━━━ Records for this task ━━━
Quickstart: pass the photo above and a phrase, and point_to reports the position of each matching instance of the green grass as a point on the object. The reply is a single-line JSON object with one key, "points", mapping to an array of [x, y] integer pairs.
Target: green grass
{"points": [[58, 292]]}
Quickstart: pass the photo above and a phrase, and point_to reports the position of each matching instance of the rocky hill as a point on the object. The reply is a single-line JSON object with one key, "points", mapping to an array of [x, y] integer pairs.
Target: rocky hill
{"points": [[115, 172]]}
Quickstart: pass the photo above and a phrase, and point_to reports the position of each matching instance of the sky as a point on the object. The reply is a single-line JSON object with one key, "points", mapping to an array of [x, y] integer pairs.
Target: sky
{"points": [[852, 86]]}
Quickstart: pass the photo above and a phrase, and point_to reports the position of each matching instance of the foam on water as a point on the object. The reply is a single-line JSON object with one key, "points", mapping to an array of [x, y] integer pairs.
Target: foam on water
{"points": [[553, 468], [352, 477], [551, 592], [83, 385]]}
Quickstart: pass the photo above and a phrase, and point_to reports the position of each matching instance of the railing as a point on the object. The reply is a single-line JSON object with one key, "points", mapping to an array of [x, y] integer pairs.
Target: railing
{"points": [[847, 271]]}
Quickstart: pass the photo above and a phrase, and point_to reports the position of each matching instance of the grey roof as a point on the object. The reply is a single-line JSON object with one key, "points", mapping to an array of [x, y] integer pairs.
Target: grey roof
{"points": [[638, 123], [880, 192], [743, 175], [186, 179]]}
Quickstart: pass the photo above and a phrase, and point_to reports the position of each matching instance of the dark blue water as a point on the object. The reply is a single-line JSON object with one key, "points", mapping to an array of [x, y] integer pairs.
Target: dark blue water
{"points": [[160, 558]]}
━━━
§ **Task goal**
Rewrite everything from the line containing "of the rocky" down to the end of the items, requests included, and shift every point coordinate in the answers by adding 41 to it.

§ **Finished exercise**
Quickstart: pass the photo above and a phrase, and point_to reports the position of each matching instance of the rocky hill as a point on the object. The reply is a single-line JSON object with one key, "points", mapping to an array of [x, y] integer pairs.
Target: rocky hill
{"points": [[156, 213]]}
Quickstart: pass the photo above and a phrase, and point_to reports the position of each matching instance of the sky as a point on the object. The reply is a single-line JSON object with one key, "points", mapping to an array of [x, y] integer pairs.
Target: sky
{"points": [[893, 127]]}
Quickstart: pass the photo above and a phrase, and point_to reports the position of each matching instance of the foam on water as a point on the object. The reply is a single-line JSON object with one key, "points", mapping to an array of [x, y] integer pairs.
Target: foam on water
{"points": [[594, 509], [393, 518], [592, 633], [124, 426]]}
Quickstart: pass the photo above and a phrase, and point_to reports the position of each matching instance of the railing as a point on the object. The reply is a single-line JSON object with one key, "points", mapping to an array of [x, y] integer pairs.
Target: railing
{"points": [[888, 312]]}
Quickstart: pass the photo above and a phrase, and point_to reports the position of each matching instance of the grey roof as a point on the object. The reply is a single-line JSON object with one key, "points", mapping to an array of [x, y] integer pairs.
Target: grey roof
{"points": [[679, 164], [921, 233], [784, 216], [227, 220]]}
Quickstart: pass the photo above and a phrase, and point_to reports the position of each matching instance of the dark blue water as a point on the object. The reply is a single-line JSON object with one key, "points", mapping to an array of [x, y] integer pairs.
Target: dark blue water
{"points": [[201, 599]]}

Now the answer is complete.